Saturday, May 19, 2007

Expressing Feelings

I have been discussing with people in my community about expressing our feelings. We realise that it's easier for some than the others. For me personally, I think it's extremely important for us to share so that we understand more about others, and let others understand us more.

Norman Wright divides the communication of people into five levels:

(a) The lowest level is simple greetings. For example: “how are you?”, “good morning!”, “goodbye”, “have you eaten yet?”

(b) The second level is exchanging information. For example, “who and who has just had a baby girl.” “just now I saw two groups of young people fighting.”

(c) The third level is to express some opinions. For example: “who and who has just had a baby girl. In this day and age, it doesn’t matter whether it’s a boy or a girl, the most important is that the child is healthy.” “just now I saw two groups of young people fighting on the street. Recently there are many incidents like this, happening amongst Asian young people. I think it could be because they can’t adapt to the new society, and can’t find their new identity, so have learned from other friends out of frustrations.”

(d) The fourth level is to express personal feelings. For example, “who and who has just had a baby girl. I am so excited for them, they have been waiting for this child for a long time now.” “just now I saw two groups of young people fighting on the street. I was so frightened, when I saw them fighting like that, I was very sad and shocked.”

- **MATERIAL PROVIDED**:

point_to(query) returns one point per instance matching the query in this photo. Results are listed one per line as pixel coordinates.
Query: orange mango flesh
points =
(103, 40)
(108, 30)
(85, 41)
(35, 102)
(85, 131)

- **TASK**:
Please check each statement against the text on expressing feelings, answering yes or no and quoting the words from the text that decide it. 1. Simple greetings are the lowest level of communication. 2. The third level is to express personal feelings. 3. The writer considers sharing feelings to be of little importance.

- **RESULT OF THIS EXERCISE**:
1. Yes: "The lowest level is simple greetings."
2. No: "The third level is to express some opinions."
3. No: "I think it's extremely important for us to share"